I'm glad to the opportunity to try these, and greatly enjoyed them!


----------



## JustTroItIn (Jan 12, 2014)

Tonight I'm reviewing Butera's Royal Vintage Golden Cake dated 1993. I was a Sophomore in high school when this tobacco was purchased. Golden Cake is a broken flake Virginia. The tin note smells slightly of Vanilla. I have smoked three bowls of this sample. One in a Savinelli Alligator 310, another in a Grabow Lark, and the last in an MM Patriot cob with Forever Stem. I think the cob did this tobacco the most justice.

I found the strength to be on the mild to medium side. The flavor is sweet, uniform, and had notes of honey. I would occasionally get a tangy flavor on the tail end of exhale. This tobacco has a consistent flavor all the way to the bottom of the bowl. Virginia's can be bitey and the years haven't taken the teeth out of this blend. Even smoking as slowly as I could without allowing the fire to extinguish I would get that tingle on every puff.

Overall, I found it to be an excellent Virginia flake. The only draw back for me was the potential for tongue bite if I wasn't paying as much attention to the bowl as it deserved.

Thank you very much for the sample!


----------



## Tobias Lutz (Feb 18, 2013)

*****

Short exercise 1:
Please reproduce the part of the tobacco reviews starting with "Tonight I'm reviewing" and going on through "the most justice.".
The tobacco reviews and the records are separate, unrelated material.

Excerpts from a location annotation dataset:
*****

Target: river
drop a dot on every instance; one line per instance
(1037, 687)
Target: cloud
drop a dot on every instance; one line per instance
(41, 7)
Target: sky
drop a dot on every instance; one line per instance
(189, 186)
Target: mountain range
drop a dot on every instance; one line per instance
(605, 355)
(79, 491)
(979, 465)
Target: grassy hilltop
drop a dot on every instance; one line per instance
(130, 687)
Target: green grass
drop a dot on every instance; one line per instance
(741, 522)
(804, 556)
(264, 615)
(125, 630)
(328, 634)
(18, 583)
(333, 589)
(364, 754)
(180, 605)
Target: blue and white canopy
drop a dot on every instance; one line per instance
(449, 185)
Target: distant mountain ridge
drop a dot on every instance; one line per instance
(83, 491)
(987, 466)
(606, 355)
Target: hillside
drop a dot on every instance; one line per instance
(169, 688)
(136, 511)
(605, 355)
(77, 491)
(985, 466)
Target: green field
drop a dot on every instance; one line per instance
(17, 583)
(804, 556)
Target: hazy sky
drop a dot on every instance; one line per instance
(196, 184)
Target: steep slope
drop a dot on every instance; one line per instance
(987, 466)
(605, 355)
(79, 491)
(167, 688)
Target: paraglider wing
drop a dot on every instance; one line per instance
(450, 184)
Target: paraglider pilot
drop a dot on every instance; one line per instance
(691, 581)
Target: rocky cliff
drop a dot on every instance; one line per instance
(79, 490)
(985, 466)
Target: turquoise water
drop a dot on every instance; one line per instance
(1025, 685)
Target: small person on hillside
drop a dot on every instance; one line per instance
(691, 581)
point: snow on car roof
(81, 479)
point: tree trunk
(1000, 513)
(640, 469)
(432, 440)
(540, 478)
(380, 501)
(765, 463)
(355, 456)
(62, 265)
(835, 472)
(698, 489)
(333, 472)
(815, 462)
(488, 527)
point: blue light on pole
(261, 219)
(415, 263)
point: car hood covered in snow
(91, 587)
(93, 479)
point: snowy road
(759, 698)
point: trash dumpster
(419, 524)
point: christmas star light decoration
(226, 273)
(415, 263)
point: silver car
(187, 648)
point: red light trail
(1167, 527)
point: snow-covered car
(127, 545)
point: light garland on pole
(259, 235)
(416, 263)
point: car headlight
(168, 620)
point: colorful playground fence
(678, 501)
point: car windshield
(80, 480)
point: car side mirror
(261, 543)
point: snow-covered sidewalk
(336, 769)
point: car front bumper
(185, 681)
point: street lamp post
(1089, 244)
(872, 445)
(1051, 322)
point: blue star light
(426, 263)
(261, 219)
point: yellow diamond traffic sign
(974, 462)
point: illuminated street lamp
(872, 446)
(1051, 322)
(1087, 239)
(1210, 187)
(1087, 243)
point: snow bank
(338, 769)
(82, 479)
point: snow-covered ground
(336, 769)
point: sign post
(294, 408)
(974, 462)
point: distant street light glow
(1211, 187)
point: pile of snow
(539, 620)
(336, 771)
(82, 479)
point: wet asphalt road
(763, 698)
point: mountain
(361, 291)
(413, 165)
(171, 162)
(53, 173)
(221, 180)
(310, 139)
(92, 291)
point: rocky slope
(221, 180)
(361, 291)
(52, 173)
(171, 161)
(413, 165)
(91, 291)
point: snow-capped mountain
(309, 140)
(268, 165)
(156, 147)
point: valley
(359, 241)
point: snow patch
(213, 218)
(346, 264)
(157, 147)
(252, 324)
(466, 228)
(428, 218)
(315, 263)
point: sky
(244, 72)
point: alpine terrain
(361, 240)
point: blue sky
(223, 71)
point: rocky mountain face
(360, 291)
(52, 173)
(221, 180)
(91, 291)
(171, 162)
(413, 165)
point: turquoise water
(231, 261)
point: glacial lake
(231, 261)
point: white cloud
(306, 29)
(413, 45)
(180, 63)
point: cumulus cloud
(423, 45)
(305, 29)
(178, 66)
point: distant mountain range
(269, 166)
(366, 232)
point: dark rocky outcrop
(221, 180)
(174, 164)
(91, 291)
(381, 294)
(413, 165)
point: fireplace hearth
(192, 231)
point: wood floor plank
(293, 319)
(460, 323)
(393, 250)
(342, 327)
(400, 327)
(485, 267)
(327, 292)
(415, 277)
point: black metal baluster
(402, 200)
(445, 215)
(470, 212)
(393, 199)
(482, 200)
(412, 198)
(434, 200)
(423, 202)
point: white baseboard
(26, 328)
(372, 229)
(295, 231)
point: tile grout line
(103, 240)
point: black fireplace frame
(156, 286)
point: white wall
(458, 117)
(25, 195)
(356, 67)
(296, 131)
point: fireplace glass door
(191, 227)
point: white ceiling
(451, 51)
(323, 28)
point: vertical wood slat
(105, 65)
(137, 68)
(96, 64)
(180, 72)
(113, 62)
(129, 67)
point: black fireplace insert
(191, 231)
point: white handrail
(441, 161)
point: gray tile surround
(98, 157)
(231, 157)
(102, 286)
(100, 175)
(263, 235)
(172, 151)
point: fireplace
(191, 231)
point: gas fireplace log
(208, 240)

*****

Short exercise 2:
Report each line of the records that contains the string "cloud". Case counts.

Exercise output 1:
Tonight I'm reviewing Butera's Royal Vintage Golden Cake dated 1993. I was a Sophomore in high school when this tobacco was purchased. Golden Cake is a broken flake Virginia. The tin note smells slightly of Vanilla. I have smoked three bowls of this sample. One in a Savinelli Alligator 310, another in a Grabow Lark, and the last in an MM Patriot cob with Forever Stem. I think the cob did this tobacco the most justice.

Exercise output 2:
Target: cloud
point: white cloud
point: cumulus cloud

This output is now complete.